--- Extract provided ---
——
# ***Engr.Muhammad Javed***

# 1. Latent Dirichlet Allocation (LDA)

Generative probabilistic model for collections of discrete data such as text corpora. It discovers abstract topics.

## Key Concepts
- **Document-Topic Distribution:** Each document is a mixture of topics.
- **Topic-Word Distribution:** Each topic is a mixture of words.

In [None]:
import pandas as pd
from sklearn.feature_extraction.text import CountVectorizer
from sklearn.decomposition import LatentDirichletAllocation

# Load Data
df_train = pd.read_csv('../Dataset/train.txt', sep=';', names=['text', 'emotion'])

# Preprocess
vectorizer = CountVectorizer(max_features=5000, stop_words='english')
X = vectorizer.fit_transform(df_train['text'])
——
--- Data excerpts ---
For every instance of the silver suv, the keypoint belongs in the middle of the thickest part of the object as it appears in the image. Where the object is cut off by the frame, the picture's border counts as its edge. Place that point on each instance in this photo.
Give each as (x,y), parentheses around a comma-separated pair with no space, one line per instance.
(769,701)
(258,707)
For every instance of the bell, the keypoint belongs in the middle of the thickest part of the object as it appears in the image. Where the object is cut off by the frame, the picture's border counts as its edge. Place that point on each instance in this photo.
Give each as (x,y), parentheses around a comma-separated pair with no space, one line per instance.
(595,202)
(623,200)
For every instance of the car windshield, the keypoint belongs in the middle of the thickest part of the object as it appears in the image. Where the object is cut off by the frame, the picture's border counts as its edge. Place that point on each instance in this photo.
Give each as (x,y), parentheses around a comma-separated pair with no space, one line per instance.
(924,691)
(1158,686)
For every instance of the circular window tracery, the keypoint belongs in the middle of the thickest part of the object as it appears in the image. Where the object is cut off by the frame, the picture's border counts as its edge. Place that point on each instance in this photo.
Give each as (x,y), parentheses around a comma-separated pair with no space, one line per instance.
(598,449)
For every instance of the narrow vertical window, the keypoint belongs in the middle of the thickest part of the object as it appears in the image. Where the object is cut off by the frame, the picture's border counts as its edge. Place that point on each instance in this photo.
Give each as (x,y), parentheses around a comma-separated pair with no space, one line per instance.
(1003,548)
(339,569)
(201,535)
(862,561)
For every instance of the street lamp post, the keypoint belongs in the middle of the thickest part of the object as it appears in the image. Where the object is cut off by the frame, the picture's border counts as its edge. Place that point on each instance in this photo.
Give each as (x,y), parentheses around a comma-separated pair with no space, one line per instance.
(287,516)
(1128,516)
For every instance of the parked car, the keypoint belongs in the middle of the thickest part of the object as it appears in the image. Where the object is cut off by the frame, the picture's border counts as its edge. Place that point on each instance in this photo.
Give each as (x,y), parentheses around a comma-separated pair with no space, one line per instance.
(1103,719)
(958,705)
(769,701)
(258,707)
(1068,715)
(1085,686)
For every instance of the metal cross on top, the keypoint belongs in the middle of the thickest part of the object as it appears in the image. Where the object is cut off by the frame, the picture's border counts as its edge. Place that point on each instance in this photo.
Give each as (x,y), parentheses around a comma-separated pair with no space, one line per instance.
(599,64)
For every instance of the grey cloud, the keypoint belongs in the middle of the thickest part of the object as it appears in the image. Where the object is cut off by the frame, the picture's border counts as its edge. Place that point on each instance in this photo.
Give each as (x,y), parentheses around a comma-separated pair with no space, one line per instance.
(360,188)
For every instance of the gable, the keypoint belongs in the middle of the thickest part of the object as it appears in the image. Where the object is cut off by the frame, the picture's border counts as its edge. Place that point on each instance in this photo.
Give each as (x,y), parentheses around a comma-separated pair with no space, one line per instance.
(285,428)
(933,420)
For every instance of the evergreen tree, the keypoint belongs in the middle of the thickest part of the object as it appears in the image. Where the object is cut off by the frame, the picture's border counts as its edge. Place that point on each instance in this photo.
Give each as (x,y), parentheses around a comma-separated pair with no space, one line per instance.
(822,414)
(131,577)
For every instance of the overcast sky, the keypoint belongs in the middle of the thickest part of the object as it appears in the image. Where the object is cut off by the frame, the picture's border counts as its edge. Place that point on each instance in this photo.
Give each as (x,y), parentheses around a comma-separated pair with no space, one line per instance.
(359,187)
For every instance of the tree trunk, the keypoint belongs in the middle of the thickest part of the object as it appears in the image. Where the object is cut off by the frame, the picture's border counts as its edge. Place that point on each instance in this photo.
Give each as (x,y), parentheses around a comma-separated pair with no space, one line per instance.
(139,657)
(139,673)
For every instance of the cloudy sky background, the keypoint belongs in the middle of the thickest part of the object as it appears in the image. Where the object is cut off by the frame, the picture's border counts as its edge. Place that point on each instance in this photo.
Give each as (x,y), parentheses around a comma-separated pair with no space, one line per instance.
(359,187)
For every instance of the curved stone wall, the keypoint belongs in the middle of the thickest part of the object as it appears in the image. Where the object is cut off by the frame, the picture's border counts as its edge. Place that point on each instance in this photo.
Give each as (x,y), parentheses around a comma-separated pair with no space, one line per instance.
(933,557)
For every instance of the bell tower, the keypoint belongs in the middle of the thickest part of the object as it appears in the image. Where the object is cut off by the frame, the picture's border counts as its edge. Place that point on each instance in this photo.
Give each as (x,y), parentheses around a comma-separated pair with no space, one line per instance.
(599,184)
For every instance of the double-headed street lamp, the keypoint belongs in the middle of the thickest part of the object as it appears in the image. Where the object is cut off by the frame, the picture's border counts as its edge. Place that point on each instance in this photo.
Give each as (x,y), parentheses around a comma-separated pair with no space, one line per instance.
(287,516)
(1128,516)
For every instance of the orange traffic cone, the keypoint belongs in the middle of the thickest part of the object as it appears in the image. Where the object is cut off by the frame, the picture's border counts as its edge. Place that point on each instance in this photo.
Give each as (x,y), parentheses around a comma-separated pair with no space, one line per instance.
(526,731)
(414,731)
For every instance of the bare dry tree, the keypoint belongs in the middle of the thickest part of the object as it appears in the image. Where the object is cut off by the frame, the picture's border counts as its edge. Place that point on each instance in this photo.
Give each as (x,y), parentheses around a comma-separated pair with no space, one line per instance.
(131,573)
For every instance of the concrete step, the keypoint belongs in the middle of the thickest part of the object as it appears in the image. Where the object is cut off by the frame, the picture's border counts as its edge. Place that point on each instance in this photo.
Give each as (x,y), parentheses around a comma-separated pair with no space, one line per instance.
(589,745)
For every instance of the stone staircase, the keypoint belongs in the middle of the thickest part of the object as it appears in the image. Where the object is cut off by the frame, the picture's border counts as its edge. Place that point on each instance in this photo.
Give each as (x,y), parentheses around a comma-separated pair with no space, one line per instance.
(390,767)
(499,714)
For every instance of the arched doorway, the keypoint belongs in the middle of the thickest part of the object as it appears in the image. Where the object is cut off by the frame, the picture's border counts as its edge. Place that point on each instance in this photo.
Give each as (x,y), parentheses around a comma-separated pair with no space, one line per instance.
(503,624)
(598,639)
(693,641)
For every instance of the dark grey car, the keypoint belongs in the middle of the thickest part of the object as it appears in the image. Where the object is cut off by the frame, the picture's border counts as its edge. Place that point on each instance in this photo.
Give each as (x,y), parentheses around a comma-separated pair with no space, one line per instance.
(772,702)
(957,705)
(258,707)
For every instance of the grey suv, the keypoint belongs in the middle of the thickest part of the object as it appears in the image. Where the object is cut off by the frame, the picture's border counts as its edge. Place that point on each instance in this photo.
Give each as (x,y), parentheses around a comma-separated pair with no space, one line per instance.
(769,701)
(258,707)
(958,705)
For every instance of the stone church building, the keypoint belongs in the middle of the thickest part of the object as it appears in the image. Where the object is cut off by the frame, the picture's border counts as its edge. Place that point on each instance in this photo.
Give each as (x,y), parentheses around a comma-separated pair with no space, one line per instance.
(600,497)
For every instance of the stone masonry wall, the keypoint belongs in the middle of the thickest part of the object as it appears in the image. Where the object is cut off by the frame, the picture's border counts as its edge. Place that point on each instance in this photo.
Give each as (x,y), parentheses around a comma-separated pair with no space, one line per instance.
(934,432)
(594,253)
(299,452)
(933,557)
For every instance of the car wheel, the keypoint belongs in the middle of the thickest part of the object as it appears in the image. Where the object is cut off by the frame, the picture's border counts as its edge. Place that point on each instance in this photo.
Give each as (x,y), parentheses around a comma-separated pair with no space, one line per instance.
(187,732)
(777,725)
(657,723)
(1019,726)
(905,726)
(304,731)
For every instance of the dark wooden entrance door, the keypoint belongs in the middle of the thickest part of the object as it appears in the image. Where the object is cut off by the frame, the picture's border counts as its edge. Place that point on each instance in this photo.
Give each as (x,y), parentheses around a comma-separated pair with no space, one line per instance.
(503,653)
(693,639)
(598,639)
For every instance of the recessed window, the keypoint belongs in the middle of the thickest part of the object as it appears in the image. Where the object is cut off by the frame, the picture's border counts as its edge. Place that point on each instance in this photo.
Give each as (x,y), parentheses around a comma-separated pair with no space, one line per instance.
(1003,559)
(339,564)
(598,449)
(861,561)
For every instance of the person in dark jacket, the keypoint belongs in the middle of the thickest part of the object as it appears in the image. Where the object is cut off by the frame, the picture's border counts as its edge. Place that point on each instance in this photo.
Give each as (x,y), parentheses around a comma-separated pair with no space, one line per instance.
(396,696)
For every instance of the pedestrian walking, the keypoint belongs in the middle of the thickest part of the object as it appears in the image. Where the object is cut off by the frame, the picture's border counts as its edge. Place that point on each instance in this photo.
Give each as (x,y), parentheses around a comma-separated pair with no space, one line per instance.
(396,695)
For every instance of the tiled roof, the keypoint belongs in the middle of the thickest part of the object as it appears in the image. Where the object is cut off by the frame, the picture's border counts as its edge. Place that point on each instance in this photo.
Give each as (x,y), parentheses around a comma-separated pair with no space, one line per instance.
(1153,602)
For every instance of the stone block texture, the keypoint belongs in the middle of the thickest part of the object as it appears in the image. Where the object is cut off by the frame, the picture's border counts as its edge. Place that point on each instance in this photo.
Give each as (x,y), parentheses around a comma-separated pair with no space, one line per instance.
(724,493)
——
--- Exercises ---
1 - In the LDA notebook excerpt, rewrite the paragraph beginning "Generative probabilistic model" as a short bulleted list, keeping its main facts.
2 - Answer these from the LDA notebook excerpt, one line each:
(a) What is each topic described as a mixture of?
(b) Which separator is passed to read_csv when the training file is loaded?
(c) What value is given for max_features in the CountVectorizer?
3 - Pick up the LDA notebook excerpt after its last line of code and continue it.

--- Written answers ---
1 -
- Generative probabilistic model
- Built for collections of discrete data, such as text corpora
- Discovers abstract topics

2 -
(a) Words.
(b) A semicolon (';').
(c) 5000.

3 -
# Train LDA
lda = LatentDirichletAllocation(n_components=5, random_state=42)
lda.fit(X)

# Display Topics
def print_top_words(model, feature_names, n_top_words):
    for topic_idx, topic in enumerate(model.components_):
        message = "Topic #%d: " % topic_idx
        message += " ".join([feature_names[i]
                             for i in topic.argsort()[:-n_top_words - 1:-1]])
        print(message)
    print()

print_top_words(lda, vectorizer.get_feature_names_out(), 10)